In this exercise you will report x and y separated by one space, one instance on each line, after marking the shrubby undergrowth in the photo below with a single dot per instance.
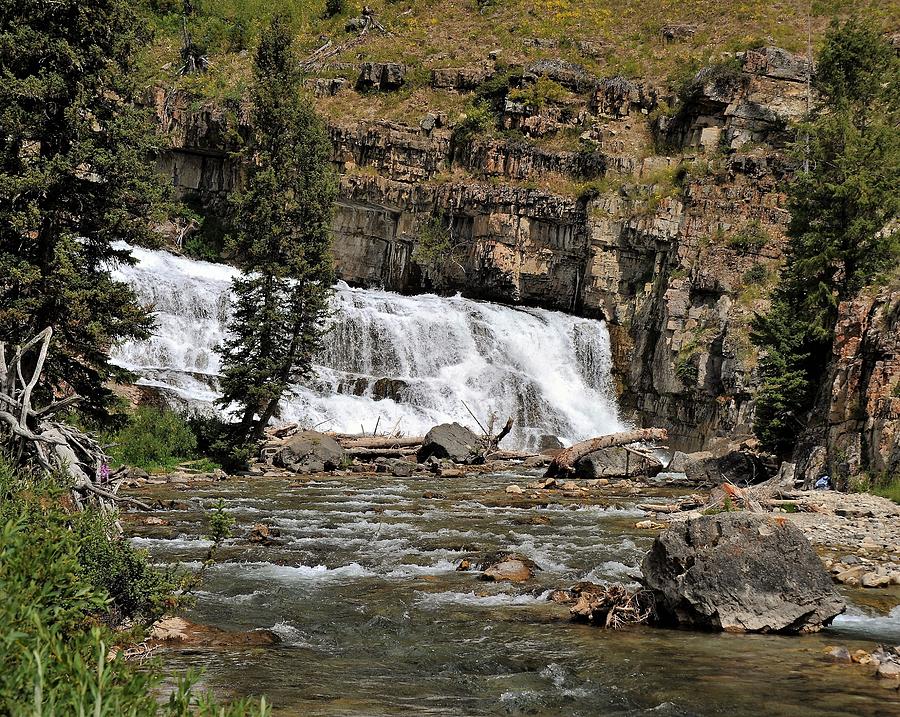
63 583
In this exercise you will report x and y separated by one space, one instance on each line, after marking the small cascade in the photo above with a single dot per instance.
402 361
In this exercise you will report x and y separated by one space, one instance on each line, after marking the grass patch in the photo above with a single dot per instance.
65 583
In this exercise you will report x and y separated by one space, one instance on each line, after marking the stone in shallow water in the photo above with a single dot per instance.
740 572
450 440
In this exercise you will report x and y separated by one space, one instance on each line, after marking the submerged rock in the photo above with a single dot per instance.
740 572
508 567
172 631
311 452
453 441
616 462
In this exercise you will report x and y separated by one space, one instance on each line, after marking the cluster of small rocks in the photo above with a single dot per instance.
859 572
886 660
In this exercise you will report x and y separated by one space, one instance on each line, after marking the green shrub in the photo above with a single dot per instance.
478 118
219 442
59 584
686 369
154 439
756 274
544 91
335 7
749 239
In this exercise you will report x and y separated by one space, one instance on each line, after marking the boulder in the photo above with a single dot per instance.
677 462
176 631
737 466
453 441
311 452
739 572
549 442
616 463
507 567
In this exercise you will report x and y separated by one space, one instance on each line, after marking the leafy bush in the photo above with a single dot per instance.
154 438
57 580
220 442
756 274
335 7
133 589
544 91
477 119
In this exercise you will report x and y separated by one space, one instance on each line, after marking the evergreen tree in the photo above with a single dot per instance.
74 178
842 231
280 238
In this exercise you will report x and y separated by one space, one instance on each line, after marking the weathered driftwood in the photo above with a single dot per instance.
391 442
565 460
32 440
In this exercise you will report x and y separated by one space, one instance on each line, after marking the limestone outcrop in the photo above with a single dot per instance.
739 572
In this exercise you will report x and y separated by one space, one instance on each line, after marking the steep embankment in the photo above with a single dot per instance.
560 186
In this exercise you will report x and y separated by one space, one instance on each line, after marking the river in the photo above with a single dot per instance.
375 620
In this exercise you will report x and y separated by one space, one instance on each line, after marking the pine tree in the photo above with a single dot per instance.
280 237
843 227
74 178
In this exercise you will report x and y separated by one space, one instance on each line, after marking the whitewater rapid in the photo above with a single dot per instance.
408 362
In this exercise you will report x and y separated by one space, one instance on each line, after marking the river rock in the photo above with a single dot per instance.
616 463
172 631
740 572
311 452
453 441
507 567
677 462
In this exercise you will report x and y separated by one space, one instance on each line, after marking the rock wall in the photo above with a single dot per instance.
666 247
860 401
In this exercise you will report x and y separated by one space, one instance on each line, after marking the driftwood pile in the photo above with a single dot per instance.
611 606
31 438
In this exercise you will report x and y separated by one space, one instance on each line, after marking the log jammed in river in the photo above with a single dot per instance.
565 460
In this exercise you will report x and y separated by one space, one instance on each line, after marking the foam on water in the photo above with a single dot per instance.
400 360
443 599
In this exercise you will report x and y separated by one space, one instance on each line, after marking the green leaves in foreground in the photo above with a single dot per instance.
55 596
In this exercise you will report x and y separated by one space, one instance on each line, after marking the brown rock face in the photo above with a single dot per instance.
862 431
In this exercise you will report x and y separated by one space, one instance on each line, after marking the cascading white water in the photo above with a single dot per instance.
406 361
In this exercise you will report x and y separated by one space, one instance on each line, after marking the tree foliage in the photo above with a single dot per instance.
280 237
74 178
843 226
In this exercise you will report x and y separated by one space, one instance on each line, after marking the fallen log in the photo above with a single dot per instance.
565 460
381 452
392 442
32 441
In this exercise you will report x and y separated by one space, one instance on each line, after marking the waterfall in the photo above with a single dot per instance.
405 361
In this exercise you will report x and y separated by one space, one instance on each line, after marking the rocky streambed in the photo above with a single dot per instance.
358 580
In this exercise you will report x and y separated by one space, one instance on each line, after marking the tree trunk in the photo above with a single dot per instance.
565 460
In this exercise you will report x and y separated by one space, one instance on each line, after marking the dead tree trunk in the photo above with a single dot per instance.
564 462
32 439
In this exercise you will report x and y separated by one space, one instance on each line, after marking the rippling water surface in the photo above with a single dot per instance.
375 620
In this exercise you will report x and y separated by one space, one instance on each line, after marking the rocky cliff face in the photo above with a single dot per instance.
859 431
675 249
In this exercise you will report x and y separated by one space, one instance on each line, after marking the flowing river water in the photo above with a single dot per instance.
375 620
362 588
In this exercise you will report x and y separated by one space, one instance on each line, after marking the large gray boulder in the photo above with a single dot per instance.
453 441
311 452
616 462
739 572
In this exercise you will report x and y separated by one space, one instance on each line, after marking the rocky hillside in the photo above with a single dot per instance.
-- -- --
» **YOUR INSTRUCTIONS**
Please write out all of the material above without changing a word, and omit any pictures.

» **THE REPLY**
In this exercise you will report x and y separated by one space, one instance on each line, after marking the shrubby undergrowth in the photo below with a single dot per instance.
63 583
In this exercise you will report x and y separated by one space, one instance on each line, after marking the small cascade in the photo above with a single dot per instance.
402 361
In this exercise you will report x and y separated by one space, one instance on each line, after marking the grass patch in the photo above with a single dot per instance.
65 583
In this exercise you will report x and y separated by one space, one instance on each line, after marking the stone in shallow water in the photo above with a single dot per instance.
740 572
450 440
In this exercise you will report x and y separated by one space, one instance on each line, after marking the submerged rock in the photo above with a single dot per instance.
740 572
508 567
172 631
311 452
453 441
616 462
In this exercise you will report x and y separated by one space, one instance on each line, after marking the cluster of small rocks in the photo above with a single dot per instance.
859 572
886 660
In this exercise you will report x and y separated by one space, one instance on each line, after marking the green shrub in the photo above with a single dot per instance.
478 118
219 442
59 584
686 369
154 439
756 274
544 91
335 7
749 239
In this exercise you will report x and y separated by one space, one instance on each line, after marking the boulder in the photo above with a single dot per instance.
677 462
176 631
737 466
453 441
311 452
739 572
549 442
616 463
507 567
In this exercise you will report x and y separated by one space, one instance on each line, after marking the leafy bush in the photo above with a single dot per instance.
154 438
57 580
220 442
756 274
335 7
133 589
544 91
477 119
In this exercise you will report x and y separated by one space, one instance on each line, after marking the evergreen tree in the photo above with a single dot per instance.
74 178
842 231
280 238
In this exercise you will report x and y separated by one space, one instance on each line, after marking the weathered driftwood in the photo above with a single dot per instance.
391 442
565 460
32 440
In this exercise you will report x and y separated by one space, one instance on each line, after marking the limestone outcrop in the photo above with a single dot per instance.
739 572
In this exercise you will report x and y separated by one space, one instance on each line, after marking the steep embankment in the photo above with a single dot per instance.
560 186
In this exercise you will report x and y separated by one space, one instance on each line, after marking the river in the photo above with a single dot per instance.
375 620
In this exercise you will report x and y separated by one space, one instance on each line, after marking the pine tree in the photo above with a single dot per instance.
280 237
843 227
74 178
In this exercise you will report x and y separated by one space, one instance on each line, after marking the whitewater rapid in the photo above with a single dot per instance.
408 362
In this exercise you will report x and y separated by one space, one instance on each line, after marking the river rock in the photo above with a single dot per instance.
616 463
172 631
740 572
311 452
453 441
507 567
677 462
In this exercise you will report x and y separated by one space, one instance on each line, after marking the rock wall in the photo above with a single dot per instance.
666 247
860 401
In this exercise you will report x and y separated by one space, one instance on each line, after marking the driftwood pile in the photo above with a single dot per instance.
611 606
31 438
In this exercise you will report x and y separated by one space, one instance on each line, after marking the log jammed in river in the photo above with a single dot per instance.
565 460
In this exercise you will report x and y separated by one space, one instance on each line, after marking the foam on water in the photo above with a single dot per instance.
400 360
443 599
In this exercise you will report x and y separated by one space, one instance on each line, after marking the green leaves in foreground in the photo above with a single dot per instance.
55 596
In this exercise you will report x and y separated by one space, one instance on each line, after marking the brown rock face in the photo above with a single dot per instance.
862 431
In this exercise you will report x and y separated by one space, one instance on each line, after marking the cascading white water in the photo above with a single dot per instance.
406 361
In this exercise you will report x and y separated by one space, one instance on each line, after marking the tree foliage in the photo above with a single dot per instance.
280 237
74 178
843 226
In this exercise you will report x and y separated by one space, one instance on each line, after marking the fallen log in the photo above with a single dot per instance.
565 460
381 452
392 442
32 441
In this exercise you will report x and y separated by one space, one instance on each line, after marking the waterfall in the photo above with a single dot per instance.
405 361
In this exercise you will report x and y separated by one space, one instance on each line, after marking the rocky streambed in the photo above with a single dot per instance.
358 580
In this exercise you will report x and y separated by one space, one instance on each line, after marking the tree trunk in the photo above with a single dot per instance.
565 460
In this exercise you will report x and y separated by one space, one instance on each line, after marking the dead tree trunk in the photo above with a single dot per instance.
564 462
32 439
In this exercise you will report x and y separated by one space, one instance on each line, after marking the rippling water surface in the photo above with a single dot per instance.
375 620
In this exercise you will report x and y separated by one space, one instance on each line, after marking the rocky cliff face in the photo above with a single dot per instance.
859 431
675 249
In this exercise you will report x and y separated by one space, one instance on each line, after marking the flowing river water in the photo above with a single dot per instance.
375 620
362 588
In this exercise you will report x and y separated by one space, one instance on each line, after marking the large gray boulder in the photo above with a single dot per instance.
453 441
311 452
616 462
739 572
In this exercise you will report x and y separated by one space, one instance on each line, after marking the rocky hillside in the photo above with a single dot per instance.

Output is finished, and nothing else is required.